- TEXT TO READ -
Members of St. Petersburg’s Tambov crime syndicate moved into Spain in 1996, when Putin was deputy mayor of the former czarist capital, to launder proceeds from their illicit activities, Juan Carrau and Jose Grinda wrote in a petition to the Central Court on May 29, a copy of which was obtained by Bloomberg News.
The 488-page complaint, the product of a decade of investigations into the spread of Russian organized crime during the Putin era, portrays links between the criminal enterprise and top law-enforcement officials and policy makers in Moscow. The petition, based on thousands of wiretaps, bank transfers and property transactions, is a formal request to charge 27 people with money laundering, fraud and other crimes. Approval by a judge would clear the way for a trial, but Spain doesn’t try people in absentia.
The only Russian official facing possible charges is Vladislav Reznik, a member of Putin’s ruling United Russia party and the deputy head of the finance committee in the lower house of parliament. The complaint, earlier reported by Spain’s El Mundo and ABC newspapers, says Reznik helped the alleged leader of the enterprise, Gennady Petrov, get his associates appointed to key posts in Russia in exchange for assets in Spain. Prosecutors are seeking to confiscate a property they say Reznik owns on the resort island of Majorca.

‘Clear Penetration’

“The criminal organization headed by Petrov managed to achieve a clear penetration of the state structures in his country, not only with the lawmaker Reznik but with several ministers,” the prosecutors say in the petition.
Putin himself is mentioned by name three times in the document, including in a partial transcript of a call between two alleged Tambov operatives in 2007. The men are discussing an issue with a hotel in the Alicante region and one refers to a house that he says Putin owns in nearby Torrevieja.
Putin himself is mentioned by name three times in the document
Photographer: Sasha Mordovets/Getty Images
“This is total nonsense,” Putin’s spokesman, Dmitry Peskov, said of the Spanish allegations. “It’s beyond the realm of reason.”
Reznik, in an interview in Moscow, denied any wrongdoing. He said his relationship with Petrov is “purely social” and that he would welcome the opportunity to travel to Spain and clear his name if a trial takes place.

Bank Rossiya

While accusations of graft are not uncommon in Russia, which is tied with Nigeria in Transparency International’s corruption perception ranking, few investigations have identified so many senior officials by name. The highest-ranking person publicly sanctioned under the U.S. Magnitsky Act, enacted in 2012 to punish Russians deemed complicit in the prison death of an accountant who alleged large-scale theft by officials, is a deputy general prosecutor.
Petrov was an early shareholder in Bank Rossiya, the St. Petersburg lender set up by some of Putin’s oldest allies and the first company sanctioned by the U.S. after Russia annexed Crimea from Ukraine. Spanish police arrested Petrov during a raid on his Majorca villa in 2008. He was later allowed to travel to Russia but never returned. Russia doesn’t allow the extradition of its citizens.
A lawyer for Petrov, Roberto Mazorriaga, said by e-mail that prosecutors haven’t provided any evidence to support their allegations.

- TASK INSTRUCTIONS -
• A. In the article on the Spanish petition, rewrite the passage between "While accusations of" and "of its citizens.", inclusive, substituting "Gennady Petrov" for "Petrov".
• B. For each statement, say whether the article on the Spanish petition supports it, and quote the words that decide it: (i) The prosecutors' complaint is 488 pages long. (ii) Spain can put people on trial in absentia. (iii) Spanish police arrested Petrov at his Majorca villa in 2008.

- INFORMATION PROVIDED -

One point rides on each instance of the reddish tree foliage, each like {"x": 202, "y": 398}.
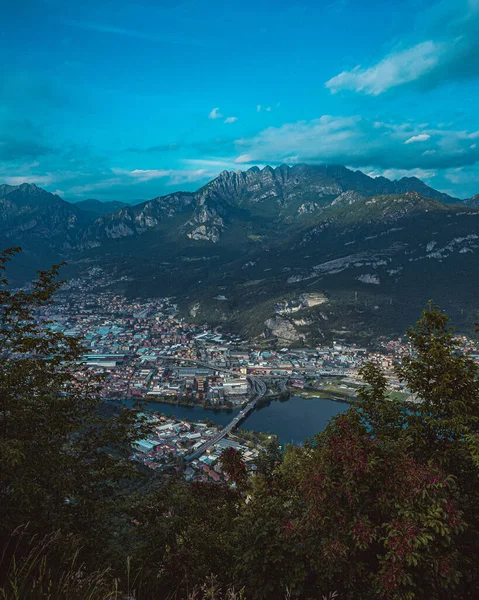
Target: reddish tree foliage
{"x": 234, "y": 466}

- ANSWERS -
• A.
While accusations of graft are not uncommon in Russia, which is tied with Nigeria in Transparency International’s corruption perception ranking, few investigations have identified so many senior officials by name. The highest-ranking person publicly sanctioned under the U.S. Magnitsky Act, enacted in 2012 to punish Russians deemed complicit in the prison death of an accountant who alleged large-scale theft by officials, is a deputy general prosecutor.
Gennady Petrov was an early shareholder in Bank Rossiya, the St. Petersburg lender set up by some of Putin’s oldest allies and the first company sanctioned by the U.S. after Russia annexed Crimea from Ukraine. Spanish police arrested Gennady Petrov during a raid on his Majorca villa in 2008. He was later allowed to travel to Russia but never returned. Russia doesn’t allow the extradition of its citizens.

• B.
(i) Yes: "The 488-page complaint"
(ii) No: "Spain doesn’t try people in absentia."
(iii) Yes: "Spanish police arrested Petrov during a raid on his Majorca villa in 2008."